▶ [Short exercise]:
Convert every line of the data below into a JSON list of strings, with one string for each line and no entries for blank lines.

--- Start of Material for this exercise ---

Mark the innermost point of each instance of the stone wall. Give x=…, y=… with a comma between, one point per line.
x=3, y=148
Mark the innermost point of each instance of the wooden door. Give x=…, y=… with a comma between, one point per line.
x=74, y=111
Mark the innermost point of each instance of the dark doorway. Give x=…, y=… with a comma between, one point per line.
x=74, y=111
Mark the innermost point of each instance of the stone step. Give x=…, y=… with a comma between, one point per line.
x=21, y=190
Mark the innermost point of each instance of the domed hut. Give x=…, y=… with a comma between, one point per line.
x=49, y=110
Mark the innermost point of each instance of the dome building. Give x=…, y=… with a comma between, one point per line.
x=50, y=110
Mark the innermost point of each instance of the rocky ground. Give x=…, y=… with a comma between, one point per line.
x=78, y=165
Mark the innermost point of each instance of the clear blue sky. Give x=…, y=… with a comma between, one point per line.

--- End of Material for this exercise ---

▶ [Expected output]:
[
  "Mark the innermost point of each instance of the stone wall. Give x=…, y=… with a comma between, one point per line.",
  "x=3, y=148",
  "Mark the innermost point of each instance of the wooden door. Give x=…, y=… with a comma between, one point per line.",
  "x=74, y=111",
  "Mark the innermost point of each instance of the dark doorway. Give x=…, y=… with a comma between, one point per line.",
  "x=74, y=111",
  "Mark the innermost point of each instance of the stone step. Give x=…, y=… with a comma between, one point per line.",
  "x=21, y=190",
  "Mark the innermost point of each instance of the domed hut. Give x=…, y=… with a comma between, one point per line.",
  "x=49, y=110",
  "Mark the innermost point of each instance of the dome building. Give x=…, y=… with a comma between, one point per line.",
  "x=50, y=110",
  "Mark the innermost point of each instance of the rocky ground. Give x=…, y=… with a comma between, one point per line.",
  "x=78, y=165",
  "Mark the innermost point of each instance of the clear blue sky. Give x=…, y=… with a comma between, one point per line."
]